Texto fornecido.
*-*-*

A democracia
no Brasil, para efeitos práticos e quando se deixa de lado a hipocrisia
gigante que sempre fez do nosso “estado de direito” uma ficção vazia,
tola e pretensiosa, não existe mais a esta altura do ano de 2021. Talvez
nunca tenha existido, mas, se um dia existiu, deixou de existir em
algum ponto do governo do presidente Jair Bolsonaro
– ou, mais precisamente, quando ele venceu as eleições de 2018. O
resultado nunca foi aceito pelos adversários, não de verdade.
Já pediam
seu impeachment antes de ele tomar posse; nem queriam que assumisse, sob
a alegação de que tinha feito mau uso das redes sociais durante a
campanha eleitoral. De lá para cá, só piorou.

*-*-*

Instruções do exercício.
1. Passe para o inglês esta frase do texto sobre a democracia no Brasil: "O resultado nunca foi aceito pelos adversários, não de verdade."
2. Reproduza sem alterações o trecho do texto sobre a democracia no Brasil que vai de "A democracia" até "cá, só piorou.".

Registros fornecidos.
*-*-*

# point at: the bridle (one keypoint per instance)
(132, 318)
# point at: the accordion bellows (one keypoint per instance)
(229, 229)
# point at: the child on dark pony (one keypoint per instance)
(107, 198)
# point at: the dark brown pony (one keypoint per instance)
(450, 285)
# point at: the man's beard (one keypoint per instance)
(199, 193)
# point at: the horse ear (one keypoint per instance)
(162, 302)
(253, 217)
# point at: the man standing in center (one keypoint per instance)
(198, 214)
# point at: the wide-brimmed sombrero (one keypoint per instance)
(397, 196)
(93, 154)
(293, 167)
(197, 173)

*-*-*

Respostas escritas.
1. The result was never accepted by the opponents, not really.

2.
A democracia
no Brasil, para efeitos práticos e quando se deixa de lado a hipocrisia
gigante que sempre fez do nosso “estado de direito” uma ficção vazia,
tola e pretensiosa, não existe mais a esta altura do ano de 2021. Talvez
nunca tenha existido, mas, se um dia existiu, deixou de existir em
algum ponto do governo do presidente Jair Bolsonaro
– ou, mais precisamente, quando ele venceu as eleições de 2018. O
resultado nunca foi aceito pelos adversários, não de verdade.
Já pediam
seu impeachment antes de ele tomar posse; nem queriam que assumisse, sob
a alegação de que tinha feito mau uso das redes sociais durante a
campanha eleitoral. De lá para cá, só piorou.